Excerpt to read |
※

Far away I heard him ask why I had surgery. He was telling me that he had surgery once too, and he was curious. In this way, he identified with me. I showed him the scar where my gallbladder was removed and he told me that he had surgery on his head after he was hit by a car. He had a steel plate and had been in a coma for two months.
After telling me this, he began the fight again as he tried to drag me off to the nearby woods. I knew that I now touched him in a way that connected us personally. I continued to resist with all my strength, repeating that I cared about him. I said that I knew he must be in pain to do such a thing. I did not want anything bad to happen to him, but I would not let him hurt me. I would listen to his story, I said, but he could not kill me. This continued for two hours on the beach and no one else came along. Bit by bit, I coaxed his story out of him and he gradually relaxed and trusted me. Then, only able to go so far, he would begin the aggressive attack again if he thought I was trying to escape. Finally as he softened, I told him that my friends would be missing me and that I should go out to the highway, by the shopping center, to find them. This, I thought, would get me around people. He walked me to the highway with his arm gripped around my shoulders, holding my hands tightly so that I would not escape. Of course, this makes no sense that he would walk me down the highway to the shopping center to my 'friends', while trying to prevent me from escaping. I realized though how severely brain damaged he was, and I was trying to work with his limitations to my advantage. We made it to the highway and as we walked the mile or so, he told me about how lonely he was in his life and that he just wanted me to be his friend. That was why he attacked me, he said. He also said over and over, “Nothing like this has ever happened to me before. What is happening?”

※

Source material |
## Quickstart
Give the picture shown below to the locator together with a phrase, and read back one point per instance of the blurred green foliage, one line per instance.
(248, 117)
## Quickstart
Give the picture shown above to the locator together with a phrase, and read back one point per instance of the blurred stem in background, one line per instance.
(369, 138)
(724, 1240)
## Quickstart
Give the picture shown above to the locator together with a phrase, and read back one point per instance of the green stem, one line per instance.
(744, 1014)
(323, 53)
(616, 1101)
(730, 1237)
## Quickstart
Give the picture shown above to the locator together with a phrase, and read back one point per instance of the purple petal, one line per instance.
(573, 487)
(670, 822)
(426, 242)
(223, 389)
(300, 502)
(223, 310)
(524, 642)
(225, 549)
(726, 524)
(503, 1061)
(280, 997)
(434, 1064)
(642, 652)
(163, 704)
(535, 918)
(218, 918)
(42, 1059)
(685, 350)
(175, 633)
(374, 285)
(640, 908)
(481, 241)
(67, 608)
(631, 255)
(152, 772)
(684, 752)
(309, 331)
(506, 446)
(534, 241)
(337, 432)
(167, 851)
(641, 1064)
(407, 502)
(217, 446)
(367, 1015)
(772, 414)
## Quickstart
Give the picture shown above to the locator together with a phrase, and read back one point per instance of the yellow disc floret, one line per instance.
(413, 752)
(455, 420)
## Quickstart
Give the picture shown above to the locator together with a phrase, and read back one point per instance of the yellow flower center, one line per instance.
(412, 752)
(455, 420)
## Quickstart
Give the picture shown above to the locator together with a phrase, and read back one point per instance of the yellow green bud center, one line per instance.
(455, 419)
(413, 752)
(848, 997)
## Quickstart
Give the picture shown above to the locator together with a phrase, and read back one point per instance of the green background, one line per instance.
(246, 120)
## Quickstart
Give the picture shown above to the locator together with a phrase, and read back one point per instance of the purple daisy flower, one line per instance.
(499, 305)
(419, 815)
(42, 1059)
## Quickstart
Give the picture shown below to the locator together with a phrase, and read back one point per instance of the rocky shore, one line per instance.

※

Work order |
Answer these questions from the beach-encounter excerpt above:
(a) What had been removed in the writer's surgery?
(b) How long had the man been in a coma?
(c) For how long did the struggle on the beach go on?

Result of the task |
(a) The writer's gallbladder.
(b) Two months.
(c) Two hours.